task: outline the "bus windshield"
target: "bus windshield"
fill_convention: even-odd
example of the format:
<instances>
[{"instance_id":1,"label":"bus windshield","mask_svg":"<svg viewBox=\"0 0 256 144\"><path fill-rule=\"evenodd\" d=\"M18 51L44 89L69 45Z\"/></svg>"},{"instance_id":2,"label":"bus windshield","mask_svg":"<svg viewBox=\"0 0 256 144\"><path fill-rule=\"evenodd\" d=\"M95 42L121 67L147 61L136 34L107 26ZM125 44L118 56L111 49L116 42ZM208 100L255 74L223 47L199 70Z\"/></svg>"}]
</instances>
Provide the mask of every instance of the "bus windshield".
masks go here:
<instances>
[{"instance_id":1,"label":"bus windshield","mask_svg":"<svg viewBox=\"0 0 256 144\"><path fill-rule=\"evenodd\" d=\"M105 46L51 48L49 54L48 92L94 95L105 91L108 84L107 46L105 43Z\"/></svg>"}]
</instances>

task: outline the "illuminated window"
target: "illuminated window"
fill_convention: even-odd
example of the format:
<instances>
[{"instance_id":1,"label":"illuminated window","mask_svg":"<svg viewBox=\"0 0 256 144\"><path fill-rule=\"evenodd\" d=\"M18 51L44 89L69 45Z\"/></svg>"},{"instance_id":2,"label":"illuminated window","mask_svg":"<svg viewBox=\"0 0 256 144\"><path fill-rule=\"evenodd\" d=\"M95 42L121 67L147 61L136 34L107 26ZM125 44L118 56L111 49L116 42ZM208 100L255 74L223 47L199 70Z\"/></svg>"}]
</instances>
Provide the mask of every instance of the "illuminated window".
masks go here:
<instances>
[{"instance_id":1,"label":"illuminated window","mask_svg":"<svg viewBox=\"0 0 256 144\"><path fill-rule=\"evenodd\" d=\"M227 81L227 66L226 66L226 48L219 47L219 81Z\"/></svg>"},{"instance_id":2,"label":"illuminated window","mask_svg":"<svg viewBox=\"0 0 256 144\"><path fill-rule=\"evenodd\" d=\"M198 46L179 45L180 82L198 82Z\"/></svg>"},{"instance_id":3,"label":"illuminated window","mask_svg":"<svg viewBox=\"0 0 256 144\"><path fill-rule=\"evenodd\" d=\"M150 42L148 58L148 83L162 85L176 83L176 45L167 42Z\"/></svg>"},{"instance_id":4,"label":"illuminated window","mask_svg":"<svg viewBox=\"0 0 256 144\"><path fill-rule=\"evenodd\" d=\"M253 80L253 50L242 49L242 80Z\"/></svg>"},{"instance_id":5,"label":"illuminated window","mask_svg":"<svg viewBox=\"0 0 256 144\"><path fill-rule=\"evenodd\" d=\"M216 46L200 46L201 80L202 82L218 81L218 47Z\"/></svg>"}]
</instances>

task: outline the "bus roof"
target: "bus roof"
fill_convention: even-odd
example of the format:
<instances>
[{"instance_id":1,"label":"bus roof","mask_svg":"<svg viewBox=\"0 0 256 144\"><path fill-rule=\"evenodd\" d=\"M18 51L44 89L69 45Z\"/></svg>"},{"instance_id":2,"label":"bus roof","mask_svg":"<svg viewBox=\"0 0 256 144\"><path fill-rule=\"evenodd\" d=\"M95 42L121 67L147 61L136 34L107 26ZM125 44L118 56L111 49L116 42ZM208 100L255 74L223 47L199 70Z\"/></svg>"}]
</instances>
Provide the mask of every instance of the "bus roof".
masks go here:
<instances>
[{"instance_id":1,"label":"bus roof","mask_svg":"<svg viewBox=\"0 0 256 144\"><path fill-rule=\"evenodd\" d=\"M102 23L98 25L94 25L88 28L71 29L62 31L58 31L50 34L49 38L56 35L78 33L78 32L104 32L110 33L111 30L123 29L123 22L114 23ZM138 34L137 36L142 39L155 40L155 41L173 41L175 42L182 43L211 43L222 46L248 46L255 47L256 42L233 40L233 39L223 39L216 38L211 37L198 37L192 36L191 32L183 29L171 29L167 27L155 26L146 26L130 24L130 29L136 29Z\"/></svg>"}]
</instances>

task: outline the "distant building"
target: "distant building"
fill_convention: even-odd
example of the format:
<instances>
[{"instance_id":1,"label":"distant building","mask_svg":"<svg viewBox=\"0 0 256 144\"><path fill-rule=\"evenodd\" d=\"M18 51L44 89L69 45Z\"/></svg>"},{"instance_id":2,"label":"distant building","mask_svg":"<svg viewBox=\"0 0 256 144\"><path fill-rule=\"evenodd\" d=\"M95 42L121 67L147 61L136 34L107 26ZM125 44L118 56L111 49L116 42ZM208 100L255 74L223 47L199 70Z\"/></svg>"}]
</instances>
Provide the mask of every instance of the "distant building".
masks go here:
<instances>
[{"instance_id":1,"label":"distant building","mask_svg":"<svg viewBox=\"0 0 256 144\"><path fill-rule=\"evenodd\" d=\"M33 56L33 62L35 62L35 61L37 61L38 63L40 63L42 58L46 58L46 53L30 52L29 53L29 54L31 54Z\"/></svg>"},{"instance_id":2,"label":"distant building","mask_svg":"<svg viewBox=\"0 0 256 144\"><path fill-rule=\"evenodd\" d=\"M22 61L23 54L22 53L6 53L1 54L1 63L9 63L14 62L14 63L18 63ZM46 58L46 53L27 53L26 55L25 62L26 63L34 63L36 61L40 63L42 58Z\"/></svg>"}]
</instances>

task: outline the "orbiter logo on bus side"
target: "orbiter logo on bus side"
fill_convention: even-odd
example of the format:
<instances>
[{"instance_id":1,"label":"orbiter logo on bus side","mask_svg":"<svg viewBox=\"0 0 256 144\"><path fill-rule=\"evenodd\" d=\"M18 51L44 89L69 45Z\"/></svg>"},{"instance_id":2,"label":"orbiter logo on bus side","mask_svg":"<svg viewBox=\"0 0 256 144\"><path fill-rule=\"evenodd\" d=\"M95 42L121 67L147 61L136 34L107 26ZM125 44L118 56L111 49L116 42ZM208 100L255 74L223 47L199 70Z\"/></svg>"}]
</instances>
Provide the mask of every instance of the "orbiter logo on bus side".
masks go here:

DESCRIPTION OF THE TASK – State how many lines of the data above contain the string "orbiter", with case taken into account. Give only the number.

THE OUTPUT – 4